The records below must be output exactly, without pictures.

### Given data
────────────────────────────────────────

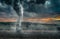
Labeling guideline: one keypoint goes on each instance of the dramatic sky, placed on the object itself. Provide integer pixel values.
(31, 9)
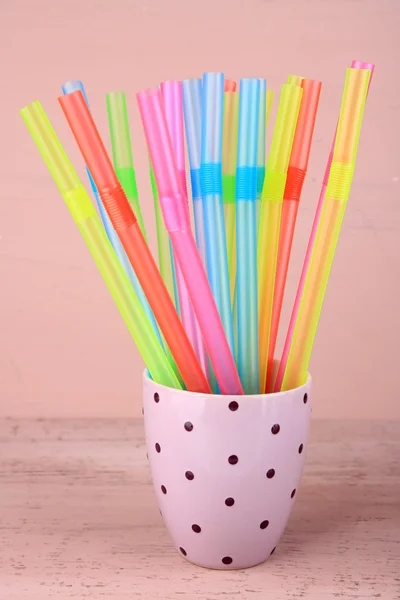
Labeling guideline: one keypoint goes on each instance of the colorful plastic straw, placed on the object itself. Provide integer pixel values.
(171, 92)
(122, 151)
(294, 183)
(191, 95)
(68, 88)
(246, 233)
(85, 216)
(165, 262)
(166, 174)
(270, 215)
(128, 230)
(261, 145)
(229, 157)
(333, 209)
(282, 365)
(211, 187)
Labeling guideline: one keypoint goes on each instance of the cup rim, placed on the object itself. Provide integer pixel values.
(271, 396)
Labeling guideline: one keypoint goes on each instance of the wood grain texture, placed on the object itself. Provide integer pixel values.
(78, 519)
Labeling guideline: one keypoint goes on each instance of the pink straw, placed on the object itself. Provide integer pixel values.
(356, 64)
(175, 218)
(171, 92)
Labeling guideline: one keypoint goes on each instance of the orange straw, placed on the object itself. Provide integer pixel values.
(126, 225)
(294, 183)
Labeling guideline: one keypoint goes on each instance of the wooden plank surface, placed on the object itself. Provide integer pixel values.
(78, 519)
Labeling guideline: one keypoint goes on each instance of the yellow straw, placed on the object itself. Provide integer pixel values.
(337, 193)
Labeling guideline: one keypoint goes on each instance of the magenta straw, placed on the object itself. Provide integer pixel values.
(171, 92)
(184, 246)
(356, 64)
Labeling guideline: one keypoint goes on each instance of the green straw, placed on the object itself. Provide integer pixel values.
(122, 151)
(85, 216)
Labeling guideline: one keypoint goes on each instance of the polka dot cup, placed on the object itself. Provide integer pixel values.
(226, 469)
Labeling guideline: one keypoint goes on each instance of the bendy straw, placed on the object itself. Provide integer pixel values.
(246, 233)
(165, 259)
(171, 92)
(333, 209)
(282, 364)
(191, 96)
(270, 215)
(68, 88)
(122, 151)
(294, 183)
(166, 174)
(261, 144)
(211, 188)
(85, 216)
(229, 85)
(128, 230)
(229, 156)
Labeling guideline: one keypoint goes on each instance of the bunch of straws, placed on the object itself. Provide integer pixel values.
(206, 319)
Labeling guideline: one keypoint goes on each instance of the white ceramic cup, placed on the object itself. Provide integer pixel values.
(226, 469)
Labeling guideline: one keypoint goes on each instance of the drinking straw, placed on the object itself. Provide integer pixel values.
(211, 187)
(70, 87)
(122, 151)
(261, 145)
(246, 233)
(229, 85)
(333, 209)
(165, 262)
(128, 230)
(229, 156)
(85, 216)
(294, 183)
(282, 365)
(166, 174)
(171, 92)
(191, 96)
(270, 215)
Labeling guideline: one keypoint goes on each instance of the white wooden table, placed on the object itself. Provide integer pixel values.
(78, 519)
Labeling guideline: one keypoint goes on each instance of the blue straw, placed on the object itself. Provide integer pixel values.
(68, 88)
(261, 145)
(191, 97)
(211, 191)
(246, 236)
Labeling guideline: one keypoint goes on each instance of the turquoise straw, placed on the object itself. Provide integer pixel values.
(246, 236)
(68, 88)
(261, 160)
(211, 190)
(191, 97)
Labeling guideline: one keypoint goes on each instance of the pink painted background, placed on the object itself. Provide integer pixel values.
(64, 350)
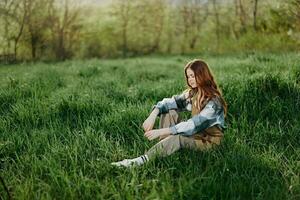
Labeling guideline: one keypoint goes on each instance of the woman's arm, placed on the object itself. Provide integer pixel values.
(177, 102)
(150, 121)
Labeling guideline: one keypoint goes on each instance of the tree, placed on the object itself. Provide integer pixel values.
(14, 13)
(64, 25)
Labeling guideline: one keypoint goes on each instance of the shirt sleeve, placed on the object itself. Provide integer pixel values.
(206, 118)
(177, 102)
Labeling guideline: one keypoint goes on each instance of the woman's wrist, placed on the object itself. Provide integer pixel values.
(155, 112)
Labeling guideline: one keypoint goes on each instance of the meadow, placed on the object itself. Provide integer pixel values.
(63, 123)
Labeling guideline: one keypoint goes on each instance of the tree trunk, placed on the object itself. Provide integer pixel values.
(254, 15)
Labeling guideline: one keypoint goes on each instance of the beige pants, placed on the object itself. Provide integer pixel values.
(203, 141)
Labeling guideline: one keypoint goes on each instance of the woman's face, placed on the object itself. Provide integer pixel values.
(191, 78)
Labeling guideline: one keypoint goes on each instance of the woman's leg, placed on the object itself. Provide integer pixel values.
(209, 138)
(171, 144)
(168, 119)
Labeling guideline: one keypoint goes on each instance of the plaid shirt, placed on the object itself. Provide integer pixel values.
(212, 114)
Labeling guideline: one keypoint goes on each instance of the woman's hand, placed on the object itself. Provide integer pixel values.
(150, 121)
(153, 134)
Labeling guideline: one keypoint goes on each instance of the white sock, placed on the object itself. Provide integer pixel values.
(140, 160)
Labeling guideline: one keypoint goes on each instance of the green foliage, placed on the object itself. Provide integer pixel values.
(63, 124)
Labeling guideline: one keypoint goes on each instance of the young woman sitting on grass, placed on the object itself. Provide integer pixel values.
(203, 131)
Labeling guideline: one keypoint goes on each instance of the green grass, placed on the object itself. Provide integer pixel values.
(62, 124)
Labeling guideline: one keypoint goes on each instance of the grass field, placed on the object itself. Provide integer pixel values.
(62, 124)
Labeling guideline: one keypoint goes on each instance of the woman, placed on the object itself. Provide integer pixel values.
(203, 131)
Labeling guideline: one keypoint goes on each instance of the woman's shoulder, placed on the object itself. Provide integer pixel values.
(216, 100)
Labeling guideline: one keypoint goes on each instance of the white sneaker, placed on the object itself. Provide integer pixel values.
(124, 163)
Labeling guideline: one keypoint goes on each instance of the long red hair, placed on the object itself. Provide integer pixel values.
(207, 87)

────────────────────────────────────────

### Exercise solution
Labeling guideline: one keypoint goes on each instance of the dramatic sky, placed on the object itself. Provide integer pixel values.
(31, 9)
Labeling guideline: one keypoint goes on each instance of the colorful plastic straw, placed on the object itself. Provide integer pixel values.
(171, 92)
(122, 151)
(294, 183)
(191, 95)
(68, 88)
(246, 233)
(85, 216)
(165, 262)
(166, 174)
(270, 215)
(128, 230)
(261, 145)
(229, 157)
(333, 209)
(282, 365)
(211, 187)
Labeling guideline: one keypoint goes on each instance of the cup rim, placed on the object itself. Provide integer pixel values.
(271, 396)
Labeling guideline: one keypoint goes on each instance of the wood grain texture, placed on the object itself. Provide integer pixel values.
(78, 519)
Labeling guideline: one keypoint goes on each instance of the pink straw, placed on the object itself. Provide integer pixel values.
(356, 64)
(175, 218)
(171, 92)
Labeling guideline: one keypoint goes on each instance of the orange straw, placed on the object itself. Provide integer pixel values.
(126, 225)
(294, 183)
Labeling guideline: one keypoint goes on each instance of the wooden plank surface, placed on the object itself. Provide integer pixel values.
(78, 519)
Labeling guideline: one keypoint goes on each instance of the yellow straw, placed on the object itself. Provide integer pixel values.
(337, 193)
Labeling guideline: one keypoint goes on each instance of the magenta straw, placed on the object itself. Provide integer pixel values.
(171, 92)
(184, 246)
(356, 64)
Labeling guideline: one keypoint goes on each instance of the green straw, placed on the object itself. Provide integer pixel values.
(122, 151)
(85, 216)
Labeling guideline: one keypoint goes on each instance of the polka dot cup, placed on the object itself. Provide integer pixel values.
(226, 469)
Labeling guideline: one keypoint goes on each instance of the bendy straw, placed on the object itself. Provide integer pixel values.
(246, 233)
(165, 259)
(171, 92)
(333, 209)
(282, 364)
(191, 96)
(270, 215)
(68, 88)
(122, 151)
(294, 183)
(166, 174)
(261, 144)
(211, 188)
(85, 216)
(229, 85)
(128, 230)
(229, 156)
Labeling guideline: one keypoint goes on each instance of the bunch of straws, placed on the object itself. Provide integer pixel values.
(206, 319)
Labeling guideline: one keypoint goes on each instance of the white ceramic cup, placed on the object itself. Provide integer pixel values.
(226, 469)
Labeling guideline: one keypoint goes on each instance of the drinking straw, placed on the object itself. Provide integer pixel values.
(211, 187)
(70, 87)
(122, 151)
(261, 145)
(246, 233)
(229, 85)
(333, 209)
(165, 262)
(128, 230)
(229, 156)
(85, 216)
(294, 183)
(282, 365)
(166, 174)
(171, 92)
(191, 96)
(270, 215)
Labeling guideline: one keypoint goes on each instance of the white wooden table, placed on the object itself. Provide integer pixel values.
(78, 519)
Labeling guideline: one keypoint goes on each instance of the blue straw, placed on the object itself. Provide integer pixel values.
(68, 88)
(261, 145)
(191, 97)
(211, 191)
(246, 236)
Labeling guideline: one keypoint goes on each instance of the turquoise straw, placed on the object itself. Provide integer pixel values.
(246, 236)
(68, 88)
(261, 160)
(211, 190)
(191, 97)
Labeling guideline: one keypoint goes on each instance of the pink painted background, placed on the object itself. Provide integer pixel values.
(64, 350)
Labeling guideline: one keypoint goes on each instance of the woman's arm, placed on the object itself. Provide integer pixel values.
(177, 102)
(150, 121)
Labeling guideline: one keypoint goes on each instance of the tree, placed on the object itself. Provide integer pixel values.
(14, 13)
(64, 25)
Labeling guideline: one keypoint goes on each instance of the shirt sleeve, placed on the object itself. Provide integer pixel values.
(206, 118)
(177, 102)
Labeling guideline: one keypoint goes on each instance of the woman's wrist, placed on the object itself. Provide integer pixel values.
(155, 112)
Labeling guideline: one keypoint goes on each instance of the meadow, placed on the object itself. Provide integer pixel values.
(63, 123)
Labeling guideline: one keypoint goes on each instance of the tree trunk, placed on the object itself. Provide integer pixel values.
(254, 15)
Labeling guideline: one keypoint goes on each instance of the beige pants, placed on the object itself. Provide integer pixel values.
(203, 141)
Labeling guideline: one keypoint goes on each instance of the woman's face, placed on the object itself. Provide integer pixel values.
(191, 78)
Labeling guideline: one keypoint goes on each instance of the woman's leg, placed on the object itself. Provide integer pixel values.
(209, 138)
(171, 144)
(168, 119)
Labeling guideline: one keypoint goes on each instance of the plaid shirt, placed on the object itself. Provide integer pixel values.
(212, 114)
Labeling guideline: one keypoint goes on each instance of the woman's hand, placed on the object itself. Provide integer pixel values.
(150, 121)
(153, 134)
Labeling guideline: one keypoint goes on each instance of the white sock, placed on the object itself. Provide integer pixel values.
(140, 160)
Labeling guideline: one keypoint goes on each instance of the green foliage, placed on the object itself. Provide integer pixel values.
(63, 124)
Labeling guideline: one keypoint goes on each instance of the young woman sitting on grass, placed on the object itself. Provide integer pixel values.
(203, 131)
Labeling guideline: one keypoint goes on each instance of the green grass, placed on the object itself. Provide integer pixel values.
(62, 124)
Labeling guideline: one keypoint goes on each instance of the grass field, placed on the object itself. Provide integer pixel values.
(62, 124)
Labeling guideline: one keypoint goes on each instance of the woman, placed on the object itself. Provide integer pixel values.
(203, 131)
Labeling guideline: one keypoint goes on each instance of the woman's shoulder, placed on the object itself. Provide integer pixel values.
(216, 100)
Labeling guideline: one keypoint goes on each instance of the white sneaker, placed on the object itself. Provide integer pixel values.
(124, 163)
Labeling guideline: one keypoint goes on each instance of the long red hair, placed on the object itself. Provide integer pixel values.
(207, 87)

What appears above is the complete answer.